§ **Try it**: Please take the records that follow and repeat exactly the lines starting with the line with "positive clicks: (214, 484)" and going on through the line with "box: [0, 84, 758, 900]".
=== Records provided ===
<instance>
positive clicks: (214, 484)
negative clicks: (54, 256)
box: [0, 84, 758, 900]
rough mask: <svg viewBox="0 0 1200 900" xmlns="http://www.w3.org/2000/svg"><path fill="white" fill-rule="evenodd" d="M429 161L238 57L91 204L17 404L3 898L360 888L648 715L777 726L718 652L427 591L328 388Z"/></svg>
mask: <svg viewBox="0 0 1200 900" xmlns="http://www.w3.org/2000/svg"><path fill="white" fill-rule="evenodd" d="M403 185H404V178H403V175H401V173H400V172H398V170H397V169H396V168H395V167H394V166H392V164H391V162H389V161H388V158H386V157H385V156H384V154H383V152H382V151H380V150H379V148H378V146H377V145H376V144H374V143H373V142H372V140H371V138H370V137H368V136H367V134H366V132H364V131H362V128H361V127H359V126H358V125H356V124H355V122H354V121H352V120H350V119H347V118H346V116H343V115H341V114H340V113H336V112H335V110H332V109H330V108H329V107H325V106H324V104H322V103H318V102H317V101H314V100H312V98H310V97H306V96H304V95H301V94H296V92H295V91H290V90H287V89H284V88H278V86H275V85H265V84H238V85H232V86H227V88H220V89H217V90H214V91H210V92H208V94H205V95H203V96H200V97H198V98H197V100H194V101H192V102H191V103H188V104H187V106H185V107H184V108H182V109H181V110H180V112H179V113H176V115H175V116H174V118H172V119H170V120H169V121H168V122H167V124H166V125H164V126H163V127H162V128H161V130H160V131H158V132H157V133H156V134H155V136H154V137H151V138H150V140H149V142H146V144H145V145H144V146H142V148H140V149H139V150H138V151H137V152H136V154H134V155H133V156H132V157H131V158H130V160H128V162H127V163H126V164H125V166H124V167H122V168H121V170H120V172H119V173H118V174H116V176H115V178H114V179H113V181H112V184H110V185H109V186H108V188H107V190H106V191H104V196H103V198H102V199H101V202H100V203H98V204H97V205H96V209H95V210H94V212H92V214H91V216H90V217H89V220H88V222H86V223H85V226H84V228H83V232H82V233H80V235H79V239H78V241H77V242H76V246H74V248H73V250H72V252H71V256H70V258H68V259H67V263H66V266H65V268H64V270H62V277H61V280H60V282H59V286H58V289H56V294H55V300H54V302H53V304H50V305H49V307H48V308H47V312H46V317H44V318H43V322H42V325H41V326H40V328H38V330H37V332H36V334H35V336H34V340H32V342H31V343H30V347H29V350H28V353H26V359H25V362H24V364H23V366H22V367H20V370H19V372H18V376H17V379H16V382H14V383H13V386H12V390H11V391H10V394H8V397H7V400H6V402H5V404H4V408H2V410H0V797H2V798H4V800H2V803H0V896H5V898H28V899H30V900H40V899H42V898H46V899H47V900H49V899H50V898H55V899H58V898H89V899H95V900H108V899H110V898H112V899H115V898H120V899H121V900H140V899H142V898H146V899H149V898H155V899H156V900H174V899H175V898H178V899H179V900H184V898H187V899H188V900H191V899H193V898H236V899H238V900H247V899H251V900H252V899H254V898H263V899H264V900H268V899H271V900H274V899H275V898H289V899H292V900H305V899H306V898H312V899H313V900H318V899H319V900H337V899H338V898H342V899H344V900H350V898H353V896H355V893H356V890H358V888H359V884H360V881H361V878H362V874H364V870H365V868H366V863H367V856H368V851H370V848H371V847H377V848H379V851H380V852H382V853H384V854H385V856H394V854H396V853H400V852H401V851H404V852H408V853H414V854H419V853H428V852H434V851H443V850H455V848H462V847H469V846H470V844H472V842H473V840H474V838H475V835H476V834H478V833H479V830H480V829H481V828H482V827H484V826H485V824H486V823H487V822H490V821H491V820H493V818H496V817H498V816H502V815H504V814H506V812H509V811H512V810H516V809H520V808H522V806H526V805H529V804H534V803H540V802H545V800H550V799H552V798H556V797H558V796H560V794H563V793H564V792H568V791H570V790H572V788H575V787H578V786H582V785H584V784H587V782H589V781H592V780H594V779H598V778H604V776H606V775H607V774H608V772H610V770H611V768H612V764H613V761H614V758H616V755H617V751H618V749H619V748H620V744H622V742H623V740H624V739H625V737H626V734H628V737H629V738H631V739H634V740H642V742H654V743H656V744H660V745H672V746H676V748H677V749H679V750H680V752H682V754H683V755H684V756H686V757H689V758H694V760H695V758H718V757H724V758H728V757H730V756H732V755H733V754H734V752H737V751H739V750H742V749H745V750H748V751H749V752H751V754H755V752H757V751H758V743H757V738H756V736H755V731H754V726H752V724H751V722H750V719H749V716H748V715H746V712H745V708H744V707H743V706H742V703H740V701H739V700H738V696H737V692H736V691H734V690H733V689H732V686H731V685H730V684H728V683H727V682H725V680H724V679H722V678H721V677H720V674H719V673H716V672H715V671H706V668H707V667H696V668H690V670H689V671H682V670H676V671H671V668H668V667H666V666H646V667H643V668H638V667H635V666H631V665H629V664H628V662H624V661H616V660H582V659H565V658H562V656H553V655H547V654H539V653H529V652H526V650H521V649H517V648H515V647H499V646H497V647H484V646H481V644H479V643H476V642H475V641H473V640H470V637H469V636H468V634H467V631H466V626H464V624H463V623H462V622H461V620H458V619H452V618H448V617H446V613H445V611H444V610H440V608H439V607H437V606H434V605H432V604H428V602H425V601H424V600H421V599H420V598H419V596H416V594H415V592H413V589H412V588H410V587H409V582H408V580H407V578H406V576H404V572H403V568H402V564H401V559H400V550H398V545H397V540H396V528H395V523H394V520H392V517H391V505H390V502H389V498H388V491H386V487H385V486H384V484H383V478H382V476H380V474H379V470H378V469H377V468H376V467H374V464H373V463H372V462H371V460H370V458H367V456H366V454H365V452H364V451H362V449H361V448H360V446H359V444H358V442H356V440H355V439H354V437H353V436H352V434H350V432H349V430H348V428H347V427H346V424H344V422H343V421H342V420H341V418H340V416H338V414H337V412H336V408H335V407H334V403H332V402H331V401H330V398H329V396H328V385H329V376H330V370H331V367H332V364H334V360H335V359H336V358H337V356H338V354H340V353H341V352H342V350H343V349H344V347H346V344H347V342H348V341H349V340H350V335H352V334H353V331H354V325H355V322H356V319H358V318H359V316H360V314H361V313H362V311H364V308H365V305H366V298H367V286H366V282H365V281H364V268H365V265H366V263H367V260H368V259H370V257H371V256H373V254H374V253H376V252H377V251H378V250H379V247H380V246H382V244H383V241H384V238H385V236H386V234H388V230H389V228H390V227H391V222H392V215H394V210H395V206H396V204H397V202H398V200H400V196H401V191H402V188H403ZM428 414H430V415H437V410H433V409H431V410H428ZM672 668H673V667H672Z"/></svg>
===
§ **Answer box**:
positive clicks: (214, 484)
negative clicks: (54, 256)
box: [0, 84, 758, 900]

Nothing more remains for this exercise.